== Zu lesender Auszug ==

________________

Entscheidungsstichwort (Thema)
Verfassungsmäßigkeit des Verbots der rückwirkenden Erteilung einer Erlaubnis zum Bezug von Strom zum ermäßigten Steuersatz. Aussetzung der Vollziehung (Stromsteuer)
Leitsatz (amtlich)
Es ist nicht ernstlich zweifelhaft, dass die rückwirkende Erteilung einer Erlaubnis zum Bezug von Strom zum ermäßigten Steuersatz mit Wirkung ab dem 1.4.1999 nur zulässig ist, wenn der Antrag bis zum 31.12.1999 gestellt worden ist. Diese Beschränkung verstößt nicht gegen den verfassungsmäßigen Gleichheitssatz, auch wenn die Antragstellerin die Voraussetzungen für die Erteilung der Bescheinigung objektiv bereits seit dem 1.4.1999 erfüllt hat.

________________

== Bereitgestellte Daten ==
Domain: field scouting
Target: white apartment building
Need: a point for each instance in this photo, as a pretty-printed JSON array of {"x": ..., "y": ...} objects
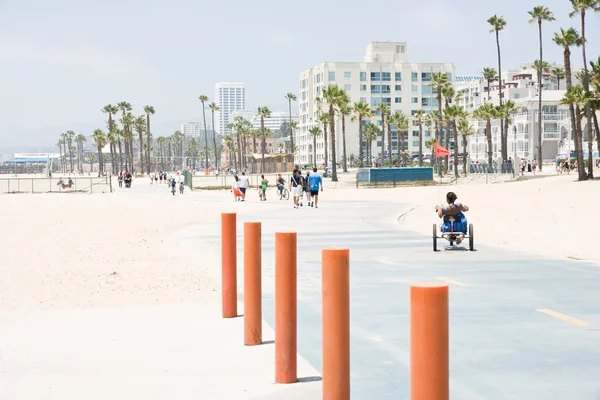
[
  {"x": 520, "y": 86},
  {"x": 385, "y": 76},
  {"x": 230, "y": 97}
]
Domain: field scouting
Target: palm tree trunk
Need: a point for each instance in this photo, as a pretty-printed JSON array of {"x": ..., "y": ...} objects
[
  {"x": 333, "y": 149},
  {"x": 541, "y": 87},
  {"x": 420, "y": 145},
  {"x": 344, "y": 143},
  {"x": 360, "y": 151}
]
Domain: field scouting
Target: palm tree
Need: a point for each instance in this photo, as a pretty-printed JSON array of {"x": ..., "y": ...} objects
[
  {"x": 577, "y": 98},
  {"x": 149, "y": 110},
  {"x": 361, "y": 110},
  {"x": 80, "y": 139},
  {"x": 203, "y": 99},
  {"x": 498, "y": 24},
  {"x": 325, "y": 120},
  {"x": 465, "y": 129},
  {"x": 486, "y": 113},
  {"x": 343, "y": 110},
  {"x": 489, "y": 74},
  {"x": 540, "y": 14},
  {"x": 384, "y": 110},
  {"x": 111, "y": 110},
  {"x": 263, "y": 112},
  {"x": 291, "y": 97},
  {"x": 420, "y": 118},
  {"x": 213, "y": 108},
  {"x": 452, "y": 114},
  {"x": 559, "y": 74},
  {"x": 567, "y": 39},
  {"x": 580, "y": 7},
  {"x": 315, "y": 131},
  {"x": 99, "y": 141},
  {"x": 371, "y": 132}
]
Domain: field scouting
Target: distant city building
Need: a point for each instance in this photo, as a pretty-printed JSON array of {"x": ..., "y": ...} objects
[
  {"x": 230, "y": 97},
  {"x": 385, "y": 76}
]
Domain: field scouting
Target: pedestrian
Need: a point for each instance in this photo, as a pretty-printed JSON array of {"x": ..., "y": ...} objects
[
  {"x": 244, "y": 185},
  {"x": 315, "y": 182}
]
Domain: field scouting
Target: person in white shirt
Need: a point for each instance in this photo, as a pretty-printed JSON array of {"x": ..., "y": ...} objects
[{"x": 244, "y": 185}]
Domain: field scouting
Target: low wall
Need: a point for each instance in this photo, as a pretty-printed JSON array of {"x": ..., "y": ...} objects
[{"x": 376, "y": 175}]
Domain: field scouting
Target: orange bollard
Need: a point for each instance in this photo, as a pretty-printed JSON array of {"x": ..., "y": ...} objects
[
  {"x": 228, "y": 265},
  {"x": 252, "y": 284},
  {"x": 285, "y": 308},
  {"x": 429, "y": 377},
  {"x": 336, "y": 324}
]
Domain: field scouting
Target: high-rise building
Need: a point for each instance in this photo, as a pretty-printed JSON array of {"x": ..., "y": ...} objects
[
  {"x": 385, "y": 76},
  {"x": 229, "y": 96}
]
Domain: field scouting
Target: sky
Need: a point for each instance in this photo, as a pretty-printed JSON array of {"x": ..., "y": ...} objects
[{"x": 61, "y": 61}]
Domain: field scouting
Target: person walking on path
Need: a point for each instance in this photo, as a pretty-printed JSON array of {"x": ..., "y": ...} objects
[
  {"x": 243, "y": 185},
  {"x": 315, "y": 182}
]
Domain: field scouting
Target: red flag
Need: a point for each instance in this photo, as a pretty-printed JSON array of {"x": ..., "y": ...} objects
[{"x": 440, "y": 151}]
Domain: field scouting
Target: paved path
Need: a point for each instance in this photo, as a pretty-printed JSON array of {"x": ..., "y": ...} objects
[{"x": 501, "y": 347}]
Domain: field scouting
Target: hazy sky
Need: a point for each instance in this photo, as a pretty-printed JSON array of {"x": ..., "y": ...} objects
[{"x": 61, "y": 61}]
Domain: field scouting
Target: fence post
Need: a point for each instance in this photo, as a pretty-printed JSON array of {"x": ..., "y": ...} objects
[
  {"x": 429, "y": 342},
  {"x": 336, "y": 323},
  {"x": 285, "y": 308},
  {"x": 252, "y": 284},
  {"x": 228, "y": 265}
]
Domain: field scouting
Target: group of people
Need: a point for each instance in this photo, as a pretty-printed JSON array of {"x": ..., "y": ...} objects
[{"x": 300, "y": 186}]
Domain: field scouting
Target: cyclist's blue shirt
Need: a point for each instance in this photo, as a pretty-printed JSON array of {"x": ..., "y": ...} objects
[{"x": 314, "y": 180}]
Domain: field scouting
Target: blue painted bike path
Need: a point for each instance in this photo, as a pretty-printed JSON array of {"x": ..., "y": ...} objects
[{"x": 501, "y": 347}]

________________

== Ihre Aufgabe ==
Greifen Sie den Auszug zur Stromsteuer an seinem Ende auf und führen Sie ihn fort. Die Daten stehen in keinem Zusammenhang mit dem Auszug zur Stromsteuer.

== Erwartete Antwort ==
Normenkette
StromStG § 9 Abs. 4, 3; GG Art. 3 Abs. 1; FGO § 69 Abs. 2 S. 2
Tenor
I. Der Antrag wird abgelehnt.
II. Die Kosten des Verfahrens trägt die Klägerin.
III. Die Beschwerde wird nicht zugelassen.
IV. Der Streitwert wird auf 32.889,72 EUR festgesetzt.
Tatbestand
I.
1. Streitig ist die rückwirkende Erteilung einer Erlaubnis zur steuerbegünstigten Entnahme von Strom.
Die Antragstellerin belieferte im Zeitraum vom 1. April 1999 bis zum 31. Dezember 2000 die V. A. GmbH … mit Strom zum ermäßigten Steuersatz gemäß § 9 Abs. 3 des Stromsteuergesetzes – StromStG –. Der dazu notwendige Erlaubnisschein lag indes lediglich für die V. B. GmbH … vor. Dies ist eine Schwestergesellschaft, die ebenso wie die V. A. GmbH durch Ausgliederung aus der V. GmbH & Co. KG hervorgegangen war.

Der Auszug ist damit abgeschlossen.